**THE REQUEST**
Reproduce word for word the stretch of rows below from the line containing "Isolate every brick" through the end of the rows.

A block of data
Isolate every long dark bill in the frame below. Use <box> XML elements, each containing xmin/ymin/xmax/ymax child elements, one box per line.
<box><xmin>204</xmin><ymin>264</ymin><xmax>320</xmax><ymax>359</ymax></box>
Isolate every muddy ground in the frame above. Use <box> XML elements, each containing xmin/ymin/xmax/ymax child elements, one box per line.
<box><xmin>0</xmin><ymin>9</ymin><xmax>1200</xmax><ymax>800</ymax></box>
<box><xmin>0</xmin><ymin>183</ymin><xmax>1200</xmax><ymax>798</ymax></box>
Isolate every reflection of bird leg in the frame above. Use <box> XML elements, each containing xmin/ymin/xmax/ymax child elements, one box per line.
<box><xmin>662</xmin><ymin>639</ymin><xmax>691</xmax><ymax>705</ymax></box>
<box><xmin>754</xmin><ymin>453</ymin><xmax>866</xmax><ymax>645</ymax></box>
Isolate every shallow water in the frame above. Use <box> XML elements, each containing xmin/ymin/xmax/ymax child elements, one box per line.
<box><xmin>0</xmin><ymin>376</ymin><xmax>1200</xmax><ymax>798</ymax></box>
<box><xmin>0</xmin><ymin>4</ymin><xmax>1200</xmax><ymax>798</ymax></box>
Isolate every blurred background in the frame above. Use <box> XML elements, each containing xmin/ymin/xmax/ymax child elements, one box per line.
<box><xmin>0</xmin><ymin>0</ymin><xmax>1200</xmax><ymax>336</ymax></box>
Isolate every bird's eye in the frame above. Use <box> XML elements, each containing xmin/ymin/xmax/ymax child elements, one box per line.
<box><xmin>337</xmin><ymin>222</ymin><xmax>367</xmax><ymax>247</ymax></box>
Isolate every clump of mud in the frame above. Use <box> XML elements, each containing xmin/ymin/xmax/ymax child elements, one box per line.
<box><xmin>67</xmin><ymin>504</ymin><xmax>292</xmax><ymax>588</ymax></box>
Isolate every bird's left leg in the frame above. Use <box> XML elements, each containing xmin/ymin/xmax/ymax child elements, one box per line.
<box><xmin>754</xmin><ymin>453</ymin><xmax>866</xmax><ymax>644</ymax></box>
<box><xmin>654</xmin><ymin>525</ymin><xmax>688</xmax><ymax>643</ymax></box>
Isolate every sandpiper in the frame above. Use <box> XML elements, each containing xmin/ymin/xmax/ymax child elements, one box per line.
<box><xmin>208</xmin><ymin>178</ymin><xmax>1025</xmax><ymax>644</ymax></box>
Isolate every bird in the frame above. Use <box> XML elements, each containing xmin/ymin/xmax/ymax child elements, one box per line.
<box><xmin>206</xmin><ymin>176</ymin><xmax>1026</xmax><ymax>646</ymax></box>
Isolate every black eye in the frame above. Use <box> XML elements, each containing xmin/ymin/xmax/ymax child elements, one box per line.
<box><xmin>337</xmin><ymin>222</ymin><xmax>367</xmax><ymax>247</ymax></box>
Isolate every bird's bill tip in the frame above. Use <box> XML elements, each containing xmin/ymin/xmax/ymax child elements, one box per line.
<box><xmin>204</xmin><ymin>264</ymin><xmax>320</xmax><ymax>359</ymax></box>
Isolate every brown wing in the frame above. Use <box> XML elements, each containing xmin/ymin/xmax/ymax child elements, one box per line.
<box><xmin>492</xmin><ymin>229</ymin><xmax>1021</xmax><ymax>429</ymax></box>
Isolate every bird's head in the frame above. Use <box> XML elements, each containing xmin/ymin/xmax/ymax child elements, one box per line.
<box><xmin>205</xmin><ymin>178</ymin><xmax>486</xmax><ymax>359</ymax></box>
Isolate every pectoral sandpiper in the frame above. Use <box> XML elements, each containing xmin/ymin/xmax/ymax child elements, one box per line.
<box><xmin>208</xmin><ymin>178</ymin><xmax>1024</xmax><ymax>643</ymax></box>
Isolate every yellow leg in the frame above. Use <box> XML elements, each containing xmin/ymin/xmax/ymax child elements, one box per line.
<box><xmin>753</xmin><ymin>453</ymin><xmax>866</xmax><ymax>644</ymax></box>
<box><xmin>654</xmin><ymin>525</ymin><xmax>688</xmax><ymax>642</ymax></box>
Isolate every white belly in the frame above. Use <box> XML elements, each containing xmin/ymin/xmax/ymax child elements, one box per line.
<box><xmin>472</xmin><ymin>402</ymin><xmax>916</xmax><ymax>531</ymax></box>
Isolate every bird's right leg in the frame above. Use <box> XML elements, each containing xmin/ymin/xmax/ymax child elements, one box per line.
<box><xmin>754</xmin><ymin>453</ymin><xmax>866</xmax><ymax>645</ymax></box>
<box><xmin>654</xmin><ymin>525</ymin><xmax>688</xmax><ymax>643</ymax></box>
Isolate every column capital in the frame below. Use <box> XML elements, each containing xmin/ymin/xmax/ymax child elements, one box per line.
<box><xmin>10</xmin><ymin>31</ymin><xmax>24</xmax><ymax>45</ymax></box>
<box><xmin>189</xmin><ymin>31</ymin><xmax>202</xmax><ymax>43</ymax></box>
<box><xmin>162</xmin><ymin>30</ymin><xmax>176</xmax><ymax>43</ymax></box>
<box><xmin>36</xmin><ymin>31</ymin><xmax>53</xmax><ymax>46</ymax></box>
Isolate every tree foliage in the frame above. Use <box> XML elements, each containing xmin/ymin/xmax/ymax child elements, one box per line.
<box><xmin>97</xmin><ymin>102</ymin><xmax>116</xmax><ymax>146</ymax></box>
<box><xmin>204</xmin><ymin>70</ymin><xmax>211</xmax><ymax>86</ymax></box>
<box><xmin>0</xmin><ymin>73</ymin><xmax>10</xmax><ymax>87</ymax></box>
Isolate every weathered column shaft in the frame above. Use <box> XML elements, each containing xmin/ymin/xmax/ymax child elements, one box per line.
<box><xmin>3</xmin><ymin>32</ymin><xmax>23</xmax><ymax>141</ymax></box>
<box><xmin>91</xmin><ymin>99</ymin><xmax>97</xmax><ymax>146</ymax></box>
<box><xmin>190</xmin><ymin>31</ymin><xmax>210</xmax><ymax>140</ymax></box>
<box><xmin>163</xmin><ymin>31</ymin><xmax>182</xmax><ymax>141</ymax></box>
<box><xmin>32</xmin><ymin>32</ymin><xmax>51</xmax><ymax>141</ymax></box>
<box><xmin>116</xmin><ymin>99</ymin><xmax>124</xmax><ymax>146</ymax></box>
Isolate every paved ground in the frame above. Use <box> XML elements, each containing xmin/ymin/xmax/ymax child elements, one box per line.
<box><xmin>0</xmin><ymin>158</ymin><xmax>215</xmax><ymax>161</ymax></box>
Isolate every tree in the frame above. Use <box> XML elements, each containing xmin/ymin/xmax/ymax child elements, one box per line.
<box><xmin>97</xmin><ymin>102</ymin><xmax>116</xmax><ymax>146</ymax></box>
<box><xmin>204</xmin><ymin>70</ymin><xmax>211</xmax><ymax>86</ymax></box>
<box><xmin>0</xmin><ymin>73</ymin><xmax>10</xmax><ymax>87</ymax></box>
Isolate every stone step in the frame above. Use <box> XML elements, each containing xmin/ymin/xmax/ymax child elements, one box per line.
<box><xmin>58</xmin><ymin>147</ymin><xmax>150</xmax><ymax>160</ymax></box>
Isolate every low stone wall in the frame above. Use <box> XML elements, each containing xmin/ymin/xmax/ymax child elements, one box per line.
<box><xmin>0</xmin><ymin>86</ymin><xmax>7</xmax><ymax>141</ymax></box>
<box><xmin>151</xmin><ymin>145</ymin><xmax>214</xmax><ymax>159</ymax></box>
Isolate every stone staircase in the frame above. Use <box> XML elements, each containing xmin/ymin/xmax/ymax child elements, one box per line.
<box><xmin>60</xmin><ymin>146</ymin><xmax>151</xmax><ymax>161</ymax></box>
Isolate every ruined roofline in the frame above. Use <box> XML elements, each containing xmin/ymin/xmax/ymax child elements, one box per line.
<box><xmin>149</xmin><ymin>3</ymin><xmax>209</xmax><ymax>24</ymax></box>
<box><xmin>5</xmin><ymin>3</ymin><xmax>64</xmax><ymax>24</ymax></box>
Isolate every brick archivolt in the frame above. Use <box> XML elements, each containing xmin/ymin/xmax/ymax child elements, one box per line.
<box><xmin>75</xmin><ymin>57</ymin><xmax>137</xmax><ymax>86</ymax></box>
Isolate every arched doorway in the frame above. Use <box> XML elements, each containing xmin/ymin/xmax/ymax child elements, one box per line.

**THE SOLUTION**
Isolate every brick archivolt in the frame above. Use <box> XML elements, each containing xmin/ymin/xmax/ymax child elements, one box per line.
<box><xmin>75</xmin><ymin>57</ymin><xmax>137</xmax><ymax>86</ymax></box>
Isolate every arched doorway in the frame above. Use <box> XML elements, each containing xmin/ymin/xmax/ymax child elements, one box per line.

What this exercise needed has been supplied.